「It's Glowtime」と題されたAppleイベントが終了しました。恒例となった9月のiPhoneとApple Watch新作発表が行われ、今回はさらにAirPodsシリーズも新製品と旧製品の改装版が出たわけですが、気になるのは、「今回の新製品は、Apple Intelligenceのために必要なものかどうか」です。
Apple新製品発表会・iPhone 16実機ギャラリー(50枚)
iPhoneのApple Intelligence対応について、Appleは製品ページで次のように記載しています。
Apple Intelligenceは、iPhone 16の全モデル、iPhone 15 Pro、iPhone 15 Pro Maxで、iOS 18のアップデートとして年内にベータ版で利用できるようになります。Siriとデバイスの言語を英語(米国)に設定する必要があります。一部の機能の公開と日本語、フランス語、スペイン語などの追加言語への対応は、今後1年にわたり開始される予定です。
発表の中でApple Intelligenceが日本語で使えるのは2025年になると述べていましたが、上の記述と合わせると、2025年の9月あたりまでの間に対応する、ということになります。これら新製品の次のモデルが出るまでに公開される保証はありません。当面、Apple Intelligenceは言語を英語にして使うことになります。
では、個別に見ていきましょう。
■Apple Watch Series 10はオンデバイスSiriが高速に?
Apple WatchはApple Intelligenceのサポートデバイスではありませんが、Apple Intelligenceとのインタフェース部分となるSiriについてはApple Watch Series 10を買うメリットがあるかもしれません。それは新しいS10 SiPの存在。

• やること A: 上の文章によると、Apple Intelligenceを使うには、Siriとデバイスの言語を何に設定する必要がありますか。
• やること B: 上の文章の「Apple Intelligenceは、iPhone 16の全モデル、iPhone」から「Series 10を買うメリットがあるかもしれません。それは新しいS10 SiPの存在。」までを、「ベータ版」を「テスト版」に差し替えて書き直してください。

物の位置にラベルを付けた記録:
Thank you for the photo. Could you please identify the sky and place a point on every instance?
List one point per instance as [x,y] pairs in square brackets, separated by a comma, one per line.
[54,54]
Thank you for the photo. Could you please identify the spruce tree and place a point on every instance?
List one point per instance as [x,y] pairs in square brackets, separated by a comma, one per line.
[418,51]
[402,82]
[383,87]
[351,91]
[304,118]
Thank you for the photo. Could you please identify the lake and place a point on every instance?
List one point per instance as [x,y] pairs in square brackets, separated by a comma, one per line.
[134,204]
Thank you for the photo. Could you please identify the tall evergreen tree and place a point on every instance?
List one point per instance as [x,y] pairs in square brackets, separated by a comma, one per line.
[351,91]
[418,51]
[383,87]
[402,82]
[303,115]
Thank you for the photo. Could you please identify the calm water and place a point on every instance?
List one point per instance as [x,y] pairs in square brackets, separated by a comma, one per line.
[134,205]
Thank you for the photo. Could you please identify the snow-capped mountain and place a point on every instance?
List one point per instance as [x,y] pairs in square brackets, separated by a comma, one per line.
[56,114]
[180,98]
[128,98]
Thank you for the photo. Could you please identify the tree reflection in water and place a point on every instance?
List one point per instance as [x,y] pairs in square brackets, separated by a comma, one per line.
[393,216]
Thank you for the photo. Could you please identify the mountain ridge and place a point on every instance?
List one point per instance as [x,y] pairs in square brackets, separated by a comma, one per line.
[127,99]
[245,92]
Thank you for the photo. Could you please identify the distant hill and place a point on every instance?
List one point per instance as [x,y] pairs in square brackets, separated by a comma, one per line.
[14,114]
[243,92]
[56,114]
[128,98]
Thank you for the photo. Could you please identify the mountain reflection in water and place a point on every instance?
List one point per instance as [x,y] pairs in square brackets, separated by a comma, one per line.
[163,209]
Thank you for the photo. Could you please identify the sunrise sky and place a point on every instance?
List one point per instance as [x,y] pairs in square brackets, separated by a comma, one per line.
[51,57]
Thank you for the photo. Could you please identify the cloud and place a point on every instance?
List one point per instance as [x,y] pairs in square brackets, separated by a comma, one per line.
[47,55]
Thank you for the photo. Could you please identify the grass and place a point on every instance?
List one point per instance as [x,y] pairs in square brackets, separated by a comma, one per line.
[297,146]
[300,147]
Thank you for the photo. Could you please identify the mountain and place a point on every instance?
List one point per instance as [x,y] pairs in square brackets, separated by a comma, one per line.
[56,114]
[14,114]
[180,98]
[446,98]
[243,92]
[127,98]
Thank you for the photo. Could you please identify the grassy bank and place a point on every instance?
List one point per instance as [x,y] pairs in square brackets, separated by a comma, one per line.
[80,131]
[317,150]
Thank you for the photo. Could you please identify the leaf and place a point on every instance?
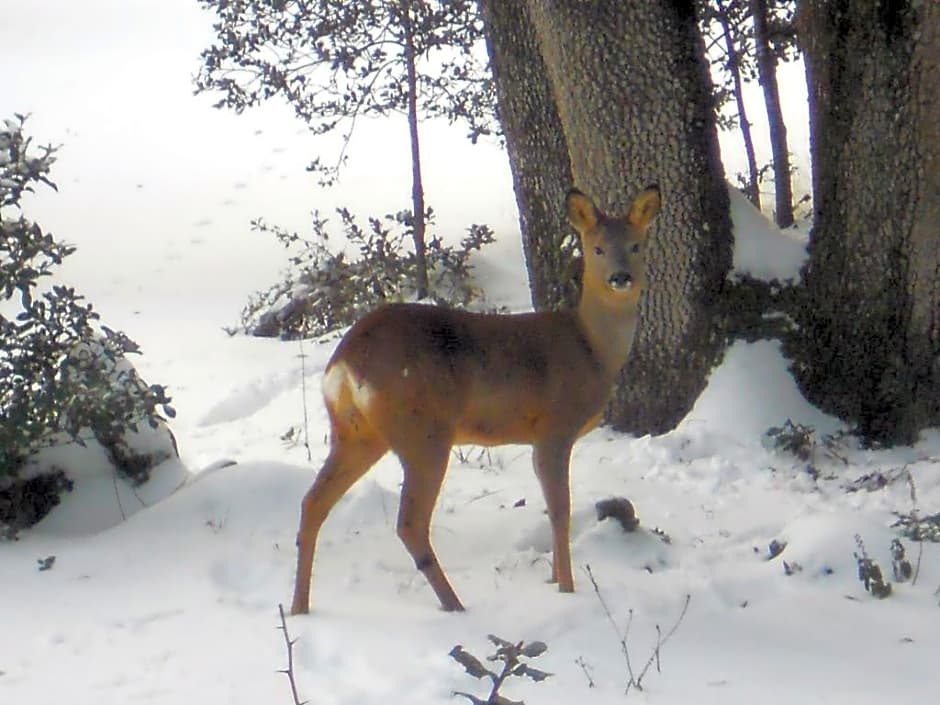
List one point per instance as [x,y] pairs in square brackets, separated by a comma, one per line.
[534,648]
[471,663]
[534,673]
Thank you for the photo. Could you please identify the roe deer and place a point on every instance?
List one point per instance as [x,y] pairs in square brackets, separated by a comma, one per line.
[419,379]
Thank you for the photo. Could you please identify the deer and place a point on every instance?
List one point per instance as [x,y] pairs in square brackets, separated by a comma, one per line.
[418,379]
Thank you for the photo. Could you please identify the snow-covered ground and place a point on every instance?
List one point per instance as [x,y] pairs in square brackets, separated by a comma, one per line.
[178,603]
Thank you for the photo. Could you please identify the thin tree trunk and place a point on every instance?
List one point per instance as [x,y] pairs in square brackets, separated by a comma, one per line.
[538,152]
[734,67]
[767,74]
[417,189]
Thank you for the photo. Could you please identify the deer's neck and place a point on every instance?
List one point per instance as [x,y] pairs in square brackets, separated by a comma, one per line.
[609,327]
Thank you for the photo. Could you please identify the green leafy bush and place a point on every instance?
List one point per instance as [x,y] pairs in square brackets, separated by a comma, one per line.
[63,376]
[323,290]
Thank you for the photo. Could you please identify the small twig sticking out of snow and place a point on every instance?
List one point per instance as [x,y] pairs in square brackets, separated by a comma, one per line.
[915,518]
[117,496]
[303,393]
[622,636]
[289,671]
[661,639]
[587,670]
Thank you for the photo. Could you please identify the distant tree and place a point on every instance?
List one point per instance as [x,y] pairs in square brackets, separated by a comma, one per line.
[611,96]
[869,332]
[749,38]
[335,61]
[734,50]
[774,39]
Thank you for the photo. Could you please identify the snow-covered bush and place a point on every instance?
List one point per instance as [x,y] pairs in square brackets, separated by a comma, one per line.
[323,290]
[63,376]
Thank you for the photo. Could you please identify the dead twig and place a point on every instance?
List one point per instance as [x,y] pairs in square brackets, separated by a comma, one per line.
[289,671]
[636,681]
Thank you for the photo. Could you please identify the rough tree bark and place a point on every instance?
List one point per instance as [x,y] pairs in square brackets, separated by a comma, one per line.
[538,152]
[767,76]
[631,88]
[870,332]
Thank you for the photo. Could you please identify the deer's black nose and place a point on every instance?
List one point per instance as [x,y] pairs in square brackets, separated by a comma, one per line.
[620,280]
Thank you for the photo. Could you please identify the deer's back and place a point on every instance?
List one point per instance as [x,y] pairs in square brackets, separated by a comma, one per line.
[492,378]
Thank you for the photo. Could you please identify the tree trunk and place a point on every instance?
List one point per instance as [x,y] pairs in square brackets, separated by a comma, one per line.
[631,88]
[734,68]
[767,76]
[870,332]
[419,224]
[538,153]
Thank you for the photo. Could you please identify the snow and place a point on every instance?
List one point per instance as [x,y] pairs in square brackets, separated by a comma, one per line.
[178,603]
[761,250]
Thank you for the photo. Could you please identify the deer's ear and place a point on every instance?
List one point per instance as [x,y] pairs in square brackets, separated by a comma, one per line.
[582,212]
[645,208]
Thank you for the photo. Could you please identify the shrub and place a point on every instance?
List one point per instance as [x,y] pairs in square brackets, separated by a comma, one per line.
[63,376]
[323,290]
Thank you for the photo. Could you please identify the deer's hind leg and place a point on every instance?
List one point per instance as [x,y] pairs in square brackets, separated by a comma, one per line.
[424,450]
[354,448]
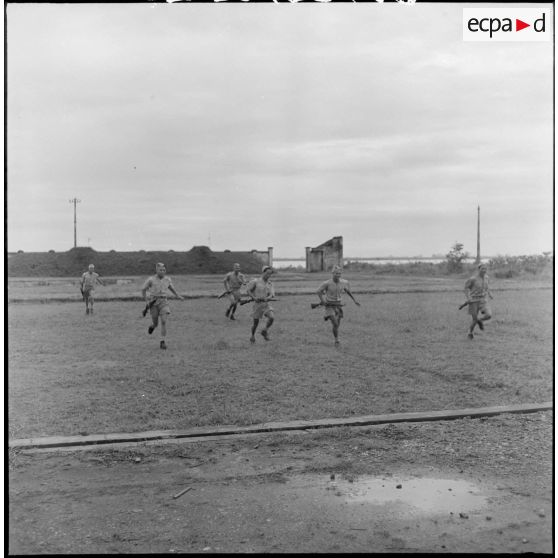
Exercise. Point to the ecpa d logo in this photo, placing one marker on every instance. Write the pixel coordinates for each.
(507, 24)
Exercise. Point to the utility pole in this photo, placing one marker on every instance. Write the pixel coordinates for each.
(478, 236)
(75, 201)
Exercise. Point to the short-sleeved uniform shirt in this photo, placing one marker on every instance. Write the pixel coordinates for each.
(478, 290)
(157, 291)
(333, 292)
(89, 281)
(234, 282)
(260, 290)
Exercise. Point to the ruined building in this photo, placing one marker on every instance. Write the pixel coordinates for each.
(326, 255)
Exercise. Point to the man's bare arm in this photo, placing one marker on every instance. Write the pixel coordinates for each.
(348, 291)
(173, 291)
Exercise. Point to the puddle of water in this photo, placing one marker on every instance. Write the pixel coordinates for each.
(431, 495)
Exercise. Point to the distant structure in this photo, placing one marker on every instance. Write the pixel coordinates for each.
(325, 256)
(265, 256)
(477, 261)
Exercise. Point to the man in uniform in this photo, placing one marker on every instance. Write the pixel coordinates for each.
(261, 290)
(155, 292)
(476, 291)
(330, 292)
(87, 286)
(234, 280)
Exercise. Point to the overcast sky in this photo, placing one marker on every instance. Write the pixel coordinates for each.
(244, 126)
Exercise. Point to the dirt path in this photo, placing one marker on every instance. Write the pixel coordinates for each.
(468, 485)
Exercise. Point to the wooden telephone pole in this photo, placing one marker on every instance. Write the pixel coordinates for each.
(75, 201)
(477, 261)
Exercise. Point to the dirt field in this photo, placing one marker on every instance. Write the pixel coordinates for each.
(471, 485)
(73, 374)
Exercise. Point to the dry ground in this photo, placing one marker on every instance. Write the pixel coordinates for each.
(470, 485)
(70, 373)
(401, 351)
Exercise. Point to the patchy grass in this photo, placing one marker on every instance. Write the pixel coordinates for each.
(70, 373)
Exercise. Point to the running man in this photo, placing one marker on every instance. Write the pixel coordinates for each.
(154, 291)
(87, 286)
(330, 292)
(476, 291)
(261, 290)
(234, 280)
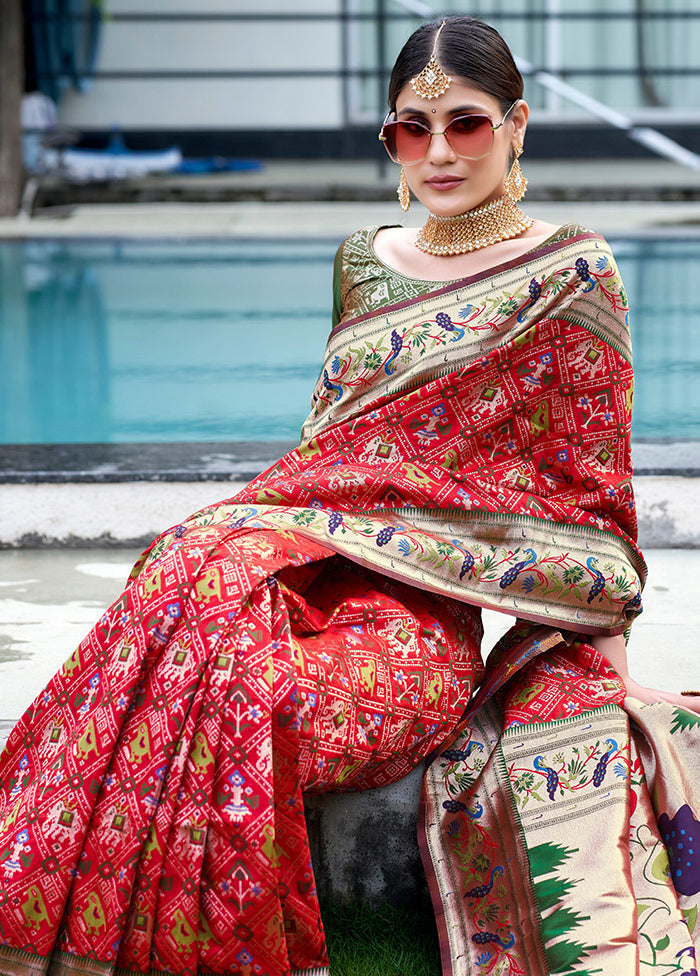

• 答え A: 英語(米国)に設定する必要があります。

• 答え B:
Apple Intelligenceは、iPhone 16の全モデル、iPhone 15 Pro、iPhone 15 Pro Maxで、iOS 18のアップデートとして年内にテスト版で利用できるようになります。Siriとデバイスの言語を英語(米国)に設定する必要があります。一部の機能の公開と日本語、フランス語、スペイン語などの追加言語への対応は、今後1年にわたり開始される予定です。
発表の中でApple Intelligenceが日本語で使えるのは2025年になると述べていましたが、上の記述と合わせると、2025年の9月あたりまでの間に対応する、ということになります。これら新製品の次のモデルが出るまでに公開される保証はありません。当面、Apple Intelligenceは言語を英語にして使うことになります。
では、個別に見ていきましょう。
■Apple Watch Series 10はオンデバイスSiriが高速に?
Apple WatchはApple Intelligenceのサポートデバイスではありませんが、Apple Intelligenceとのインタフェース部分となるSiriについてはApple Watch Series 10を買うメリットがあるかもしれません。それは新しいS10 SiPの存在。